> _Task 1_
Answer these questions about the asset protection text, one line each:
(a) What does the text say should generally be your first line of defense?
(b) An LLC is a hybrid of which two business forms?
(c) What can a creditor generally obtain against an FLP?

> _Reading passage_
------------------------------
Insurance as part of your asset protection plan
Often, the simplest way to protect assets is by shifting the risk to an insurance company. This should generally be your first line of defense. However, insurance may not provide all the protection you need, or it might not be available.
Other asset protection strategies generally involve transferring legal ownership of assets to other persons or entities, such as corporations, limited partnerships, and trusts. The logic behind shifting ownership of assets is fairly straightforward: your creditors can’t reach assets you don’t own.
You might be a business owner, or thinking about starting a business. If so, choosing a business entity is an important decision. One option is a C corporation. The law views a C corporation as a separate legal entity. As such, business assets owned by a C corporation are considered separate from your personal assets, which will generally not be at risk for the liabilities of the business.
However, protection from liability may be lost if the business does not act like a business, such as when the business acts in bad faith, fails to observe corporate formalities (e.g., organizational meetings), has its assets drained (e.g., unreasonably high salaries paid to shareholder-employees), is inadequately funded, or has its funds commingled with shareholders’ funds.
Caution: A number of issues should be considered when selecting a form of business entity, including tax considerations. Consult an attorney and tax professional before shifting assets to a corporation or other business entity.
Limited liability company (LLC)
An LLC is a hybrid of a partnership and a C corporation. An LLC is generally taxed like a partnership with income and tax liabilities passing through to its members (and not double-taxed as with a C corporation), but it is viewed as a separate legal entity and can be used to own business assets, protecting your personal assets from business claims against the LLC. While the legal formalities are based on state law, the legal requirements to form and maintain an LLC are usually not as involved as those associated with a C corporation.
Professional corporation (PC), limited liability partnership (LLP)
Many professionals, such as lawyers, doctors, dentists, and accountants, face liability for damages that result from the performance of their professional duties. While no business structure will protect you from personal liability for your own professional activities, states have enacted laws allowing professionals to join together to form professional corporations wherein all participating corporate members are of the same profession. An alternative form of business entity suitable for professionals is the LLP. Both an LLP and PC protect you from the professional mistakes of your partners. That is, if one of your partners is sued for negligence, and the PC or LLP is also named in the lawsuit, the partner sued may be liable personally for any judgment, but the PC or LLP should protect your personal assets from the reach of any judgment creditor of the entity.
Family limited partnership (FLP)
An FLP is a limited partnership formed by family members only. Assets that you own, such as a closely held business or any real estate (other than your residence), may be placed in the partnership. Generally, a creditor can only obtain a charging order against the FLP, which allows the creditor to receive any income distributed by the general partner (who is usually a family member). It does not allow the creditor access to the assets of the FLP. Thus, a charging order is not an attractive remedy to most creditors, and consequently, its limitations might convince a creditor to settle on more reasonable terms than might otherwise be possible.
------------------------------
> _Record set_
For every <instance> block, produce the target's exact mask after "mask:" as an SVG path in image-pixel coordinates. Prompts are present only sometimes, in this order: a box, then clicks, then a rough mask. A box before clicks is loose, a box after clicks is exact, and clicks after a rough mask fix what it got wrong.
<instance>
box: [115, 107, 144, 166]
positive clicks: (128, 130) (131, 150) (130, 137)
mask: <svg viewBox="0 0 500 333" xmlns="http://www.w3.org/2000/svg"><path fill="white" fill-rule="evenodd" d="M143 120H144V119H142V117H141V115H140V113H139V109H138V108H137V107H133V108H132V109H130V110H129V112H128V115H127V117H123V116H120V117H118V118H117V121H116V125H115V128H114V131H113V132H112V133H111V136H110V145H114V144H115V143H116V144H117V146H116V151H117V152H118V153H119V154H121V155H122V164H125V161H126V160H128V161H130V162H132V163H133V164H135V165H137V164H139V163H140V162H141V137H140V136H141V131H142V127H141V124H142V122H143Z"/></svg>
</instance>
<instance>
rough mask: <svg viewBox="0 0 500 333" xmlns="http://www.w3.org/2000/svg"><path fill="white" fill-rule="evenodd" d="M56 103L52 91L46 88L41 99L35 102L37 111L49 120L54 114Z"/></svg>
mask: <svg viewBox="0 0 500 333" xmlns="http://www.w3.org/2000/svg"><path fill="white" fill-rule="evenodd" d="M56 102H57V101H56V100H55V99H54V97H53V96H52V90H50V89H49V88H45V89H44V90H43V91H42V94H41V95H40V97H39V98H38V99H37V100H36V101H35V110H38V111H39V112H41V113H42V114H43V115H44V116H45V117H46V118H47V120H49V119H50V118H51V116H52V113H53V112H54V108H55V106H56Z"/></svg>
------------------------------
> _Task 2_
Quote everything in the records from the line containing "</instance>" down through the end of the records, including both ends.

> _Your response 1_
(a) Shifting the risk to an insurance company.
(b) A partnership and a C corporation.
(c) A charging order.

> _Your response 2_
</instance>
<instance>
rough mask: <svg viewBox="0 0 500 333" xmlns="http://www.w3.org/2000/svg"><path fill="white" fill-rule="evenodd" d="M56 103L52 91L46 88L41 99L35 102L37 111L49 120L54 114Z"/></svg>
mask: <svg viewBox="0 0 500 333" xmlns="http://www.w3.org/2000/svg"><path fill="white" fill-rule="evenodd" d="M56 102H57V101H56V100H55V99H54V97H53V96H52V90H50V89H49V88H45V89H44V90H43V91H42V94H41V95H40V97H39V98H38V99H37V100H36V101H35V110H38V111H39V112H41V113H42V114H43V115H44V116H45V117H46V118H47V120H49V119H50V118H51V116H52V113H53V112H54V108H55V106H56Z"/></svg>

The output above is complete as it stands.